Reply with one number: the count of lines in the data that hold the string "lying".
──────── TASK INPUTS
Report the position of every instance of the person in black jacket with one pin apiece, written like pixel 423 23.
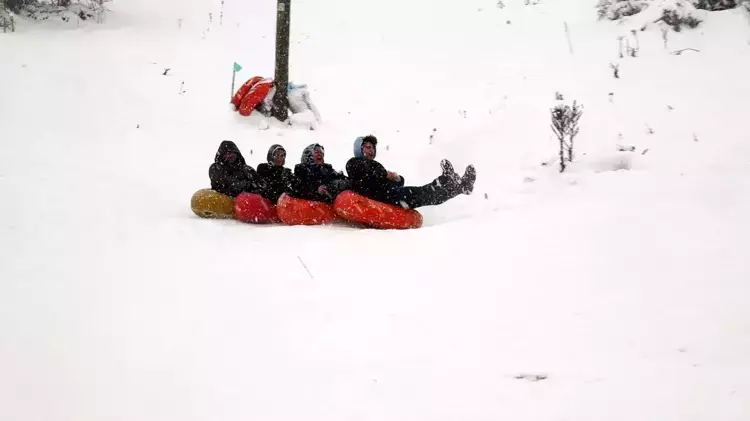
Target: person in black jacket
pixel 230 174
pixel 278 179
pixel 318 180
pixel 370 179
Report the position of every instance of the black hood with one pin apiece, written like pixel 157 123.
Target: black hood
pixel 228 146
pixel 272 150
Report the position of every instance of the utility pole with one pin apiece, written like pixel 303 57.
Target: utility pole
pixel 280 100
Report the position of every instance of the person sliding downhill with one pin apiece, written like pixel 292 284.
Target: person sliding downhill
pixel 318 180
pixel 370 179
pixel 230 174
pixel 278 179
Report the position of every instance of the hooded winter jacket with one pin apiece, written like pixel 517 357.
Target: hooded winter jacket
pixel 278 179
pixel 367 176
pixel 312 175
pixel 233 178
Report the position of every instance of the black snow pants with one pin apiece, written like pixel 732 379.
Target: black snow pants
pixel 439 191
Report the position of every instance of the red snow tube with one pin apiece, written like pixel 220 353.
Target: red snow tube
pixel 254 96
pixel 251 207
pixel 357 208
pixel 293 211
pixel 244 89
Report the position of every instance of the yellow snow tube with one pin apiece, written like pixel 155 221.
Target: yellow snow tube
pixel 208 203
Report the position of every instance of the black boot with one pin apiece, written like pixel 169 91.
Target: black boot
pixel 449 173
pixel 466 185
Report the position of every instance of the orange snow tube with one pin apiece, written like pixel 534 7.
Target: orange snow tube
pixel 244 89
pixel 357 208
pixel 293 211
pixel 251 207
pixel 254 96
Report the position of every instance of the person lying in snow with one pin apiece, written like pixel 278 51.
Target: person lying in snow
────────────────
WRITTEN RESPONSE — 2